Required work: Reproduce the entries below word for word, from their first line through the line that contains "[654,111,967,304]", including both of those lines.

Information provided:
---

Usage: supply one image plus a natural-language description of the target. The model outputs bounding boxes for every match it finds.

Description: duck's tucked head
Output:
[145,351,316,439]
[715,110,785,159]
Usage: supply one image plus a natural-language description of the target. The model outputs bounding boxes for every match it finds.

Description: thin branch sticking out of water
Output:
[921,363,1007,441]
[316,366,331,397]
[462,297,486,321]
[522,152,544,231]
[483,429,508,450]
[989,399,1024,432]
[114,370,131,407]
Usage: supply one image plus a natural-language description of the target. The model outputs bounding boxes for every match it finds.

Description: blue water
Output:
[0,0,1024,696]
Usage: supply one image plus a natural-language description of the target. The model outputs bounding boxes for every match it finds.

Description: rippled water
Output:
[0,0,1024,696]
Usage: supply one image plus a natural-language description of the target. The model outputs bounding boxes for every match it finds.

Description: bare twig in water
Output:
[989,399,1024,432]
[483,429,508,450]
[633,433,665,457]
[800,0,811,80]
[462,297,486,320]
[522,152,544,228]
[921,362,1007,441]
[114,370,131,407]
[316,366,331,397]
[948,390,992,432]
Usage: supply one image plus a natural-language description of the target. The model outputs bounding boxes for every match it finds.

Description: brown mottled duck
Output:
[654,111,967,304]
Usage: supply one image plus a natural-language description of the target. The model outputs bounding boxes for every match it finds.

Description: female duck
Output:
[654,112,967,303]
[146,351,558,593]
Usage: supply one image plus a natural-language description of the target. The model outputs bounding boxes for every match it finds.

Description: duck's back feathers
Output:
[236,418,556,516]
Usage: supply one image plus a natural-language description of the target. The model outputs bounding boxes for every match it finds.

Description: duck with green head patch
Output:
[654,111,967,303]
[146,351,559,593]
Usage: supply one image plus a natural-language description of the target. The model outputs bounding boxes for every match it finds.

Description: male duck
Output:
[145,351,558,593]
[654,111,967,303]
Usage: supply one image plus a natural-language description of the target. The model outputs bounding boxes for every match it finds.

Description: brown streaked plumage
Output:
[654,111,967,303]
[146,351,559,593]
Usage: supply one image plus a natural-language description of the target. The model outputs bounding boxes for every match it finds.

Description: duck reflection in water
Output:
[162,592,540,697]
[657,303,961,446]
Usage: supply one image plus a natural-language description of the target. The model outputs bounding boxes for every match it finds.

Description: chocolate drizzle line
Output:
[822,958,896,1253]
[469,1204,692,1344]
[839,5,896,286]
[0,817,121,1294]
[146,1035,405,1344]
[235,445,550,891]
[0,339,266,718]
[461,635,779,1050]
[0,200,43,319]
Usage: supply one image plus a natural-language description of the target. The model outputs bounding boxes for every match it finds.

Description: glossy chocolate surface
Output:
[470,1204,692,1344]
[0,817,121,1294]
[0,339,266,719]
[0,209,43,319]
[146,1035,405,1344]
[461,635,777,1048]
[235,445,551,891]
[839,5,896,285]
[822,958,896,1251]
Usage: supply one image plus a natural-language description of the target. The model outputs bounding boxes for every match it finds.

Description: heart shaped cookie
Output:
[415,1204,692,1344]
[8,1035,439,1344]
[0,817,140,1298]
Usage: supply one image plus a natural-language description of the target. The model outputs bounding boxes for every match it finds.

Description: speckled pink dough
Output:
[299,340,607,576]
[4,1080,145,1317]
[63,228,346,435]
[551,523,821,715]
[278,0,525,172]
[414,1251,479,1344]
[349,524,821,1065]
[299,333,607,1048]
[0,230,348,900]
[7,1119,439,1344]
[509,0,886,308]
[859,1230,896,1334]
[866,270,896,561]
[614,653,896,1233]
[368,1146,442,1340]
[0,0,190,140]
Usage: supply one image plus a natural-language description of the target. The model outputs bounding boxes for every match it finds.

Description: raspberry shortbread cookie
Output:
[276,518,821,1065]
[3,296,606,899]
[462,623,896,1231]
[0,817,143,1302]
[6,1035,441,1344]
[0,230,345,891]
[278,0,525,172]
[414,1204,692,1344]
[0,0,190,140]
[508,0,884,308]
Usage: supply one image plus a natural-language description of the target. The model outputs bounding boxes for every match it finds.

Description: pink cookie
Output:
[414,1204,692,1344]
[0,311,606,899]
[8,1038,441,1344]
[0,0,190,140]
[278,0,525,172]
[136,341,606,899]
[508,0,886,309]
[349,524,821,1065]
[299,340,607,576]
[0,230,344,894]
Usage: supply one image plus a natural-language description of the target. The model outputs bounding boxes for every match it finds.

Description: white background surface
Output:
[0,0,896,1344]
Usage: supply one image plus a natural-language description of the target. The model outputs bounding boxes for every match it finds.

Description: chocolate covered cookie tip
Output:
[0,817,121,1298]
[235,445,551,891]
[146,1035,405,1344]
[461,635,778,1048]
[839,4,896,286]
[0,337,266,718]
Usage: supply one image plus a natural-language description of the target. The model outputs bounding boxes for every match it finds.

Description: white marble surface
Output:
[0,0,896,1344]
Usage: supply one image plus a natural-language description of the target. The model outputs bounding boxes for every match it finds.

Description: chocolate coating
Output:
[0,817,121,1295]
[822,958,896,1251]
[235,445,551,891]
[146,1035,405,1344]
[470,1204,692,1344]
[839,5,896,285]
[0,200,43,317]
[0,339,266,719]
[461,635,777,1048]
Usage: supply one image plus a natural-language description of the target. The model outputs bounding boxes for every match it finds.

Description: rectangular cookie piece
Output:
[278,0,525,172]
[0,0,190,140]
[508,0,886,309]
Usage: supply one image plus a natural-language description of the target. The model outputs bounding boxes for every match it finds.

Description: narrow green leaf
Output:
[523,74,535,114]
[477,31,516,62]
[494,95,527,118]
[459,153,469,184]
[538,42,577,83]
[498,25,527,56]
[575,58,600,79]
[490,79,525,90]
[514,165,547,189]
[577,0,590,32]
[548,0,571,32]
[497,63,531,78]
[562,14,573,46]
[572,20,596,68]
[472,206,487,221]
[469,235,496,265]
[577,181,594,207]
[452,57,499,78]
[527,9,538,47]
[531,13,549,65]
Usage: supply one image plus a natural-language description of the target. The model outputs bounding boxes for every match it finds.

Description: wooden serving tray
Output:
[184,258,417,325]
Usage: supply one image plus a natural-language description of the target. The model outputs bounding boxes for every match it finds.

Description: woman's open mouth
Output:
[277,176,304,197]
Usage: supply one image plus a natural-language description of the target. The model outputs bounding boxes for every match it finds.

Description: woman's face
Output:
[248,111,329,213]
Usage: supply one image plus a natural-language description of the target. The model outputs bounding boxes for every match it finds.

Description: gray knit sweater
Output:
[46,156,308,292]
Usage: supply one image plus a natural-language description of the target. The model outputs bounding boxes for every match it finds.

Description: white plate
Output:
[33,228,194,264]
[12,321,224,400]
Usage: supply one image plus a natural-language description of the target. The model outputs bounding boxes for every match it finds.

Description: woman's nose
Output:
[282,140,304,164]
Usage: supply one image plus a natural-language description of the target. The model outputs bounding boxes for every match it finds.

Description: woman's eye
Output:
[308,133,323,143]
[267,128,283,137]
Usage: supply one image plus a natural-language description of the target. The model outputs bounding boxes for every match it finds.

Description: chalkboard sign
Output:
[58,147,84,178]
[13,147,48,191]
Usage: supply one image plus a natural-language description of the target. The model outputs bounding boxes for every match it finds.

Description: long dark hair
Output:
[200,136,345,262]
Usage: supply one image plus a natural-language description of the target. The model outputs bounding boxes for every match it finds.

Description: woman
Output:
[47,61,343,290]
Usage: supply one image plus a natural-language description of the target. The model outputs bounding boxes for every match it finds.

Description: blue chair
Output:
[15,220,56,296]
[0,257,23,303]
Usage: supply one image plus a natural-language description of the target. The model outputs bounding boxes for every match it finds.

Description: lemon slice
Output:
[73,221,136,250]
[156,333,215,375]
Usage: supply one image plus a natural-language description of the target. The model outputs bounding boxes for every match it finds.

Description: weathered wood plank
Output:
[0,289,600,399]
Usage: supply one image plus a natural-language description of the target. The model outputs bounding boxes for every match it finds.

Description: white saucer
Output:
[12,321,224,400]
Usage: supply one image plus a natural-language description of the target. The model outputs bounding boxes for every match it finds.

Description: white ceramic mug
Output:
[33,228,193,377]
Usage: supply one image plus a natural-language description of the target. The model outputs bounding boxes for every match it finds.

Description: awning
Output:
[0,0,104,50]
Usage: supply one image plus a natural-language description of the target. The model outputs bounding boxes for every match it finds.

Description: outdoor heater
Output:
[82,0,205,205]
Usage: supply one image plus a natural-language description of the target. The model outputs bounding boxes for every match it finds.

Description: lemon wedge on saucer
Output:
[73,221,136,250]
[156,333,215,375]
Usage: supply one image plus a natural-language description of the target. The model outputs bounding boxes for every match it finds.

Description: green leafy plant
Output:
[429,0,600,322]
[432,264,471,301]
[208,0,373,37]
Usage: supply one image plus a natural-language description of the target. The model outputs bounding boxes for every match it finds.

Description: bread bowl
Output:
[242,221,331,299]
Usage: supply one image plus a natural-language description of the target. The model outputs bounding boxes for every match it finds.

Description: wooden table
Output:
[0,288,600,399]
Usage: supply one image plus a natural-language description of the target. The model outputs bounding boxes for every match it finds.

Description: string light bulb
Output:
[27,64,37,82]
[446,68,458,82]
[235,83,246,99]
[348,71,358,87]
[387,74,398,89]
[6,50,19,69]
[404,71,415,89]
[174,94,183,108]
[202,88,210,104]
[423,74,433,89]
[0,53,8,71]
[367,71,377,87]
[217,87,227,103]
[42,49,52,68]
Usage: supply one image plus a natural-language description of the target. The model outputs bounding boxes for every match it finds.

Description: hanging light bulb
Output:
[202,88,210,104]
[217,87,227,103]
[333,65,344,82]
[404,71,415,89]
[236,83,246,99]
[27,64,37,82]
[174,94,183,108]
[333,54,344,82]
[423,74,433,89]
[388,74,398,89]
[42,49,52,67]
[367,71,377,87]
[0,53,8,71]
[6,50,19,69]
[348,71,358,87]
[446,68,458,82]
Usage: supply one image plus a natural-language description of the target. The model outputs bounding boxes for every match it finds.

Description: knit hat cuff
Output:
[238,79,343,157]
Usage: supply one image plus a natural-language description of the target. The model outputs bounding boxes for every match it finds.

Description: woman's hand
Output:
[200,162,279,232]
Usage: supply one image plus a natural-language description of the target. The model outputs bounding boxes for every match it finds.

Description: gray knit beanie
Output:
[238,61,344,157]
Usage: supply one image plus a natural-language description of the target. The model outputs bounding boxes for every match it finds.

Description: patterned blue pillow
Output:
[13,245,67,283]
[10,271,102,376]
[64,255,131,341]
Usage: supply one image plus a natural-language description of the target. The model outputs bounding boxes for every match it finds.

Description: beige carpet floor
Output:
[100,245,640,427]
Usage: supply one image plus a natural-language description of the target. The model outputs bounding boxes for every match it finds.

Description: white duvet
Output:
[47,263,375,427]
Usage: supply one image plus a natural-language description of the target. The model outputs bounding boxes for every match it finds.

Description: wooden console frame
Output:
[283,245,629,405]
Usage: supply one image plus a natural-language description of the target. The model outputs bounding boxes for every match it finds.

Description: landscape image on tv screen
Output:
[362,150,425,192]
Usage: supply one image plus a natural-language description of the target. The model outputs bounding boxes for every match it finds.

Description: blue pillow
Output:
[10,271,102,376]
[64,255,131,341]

---

Task solution:
Usage: supply one image plus a natural-language description of the target. The model outputs bounding boxes for every match it finds.

Description: duck's tucked head
Output:
[145,351,316,439]
[715,110,785,159]
Usage: supply one image plus a natural-language description of the target. The model outputs bounding boxes for every match it finds.

Description: thin branch sticking out of water
Output:
[921,363,1007,441]
[316,366,331,397]
[462,297,486,321]
[522,152,544,231]
[483,429,508,450]
[989,399,1024,432]
[114,370,131,407]
Usage: supply one image plus a natural-language description of the target. The model outputs bounding boxes for every match it finds.

Description: blue water
Output:
[0,0,1024,696]
Usage: supply one image plus a natural-language description of the target. The model outputs bounding boxes for every match it finds.

Description: rippled water
Output:
[0,0,1024,696]
Usage: supply one image plus a natural-language description of the target. The model outputs bounding boxes for every match it finds.

Description: bare twig in water
Output:
[989,399,1024,432]
[483,429,508,450]
[633,433,665,457]
[800,0,811,80]
[462,297,486,320]
[522,152,544,228]
[921,362,1007,441]
[114,370,131,407]
[316,366,331,397]
[948,390,992,432]
Usage: supply one image plus a natural-language description of the target. The model outputs bounding boxes for every match it finds.

Description: brown mottled duck
Output:
[654,111,967,304]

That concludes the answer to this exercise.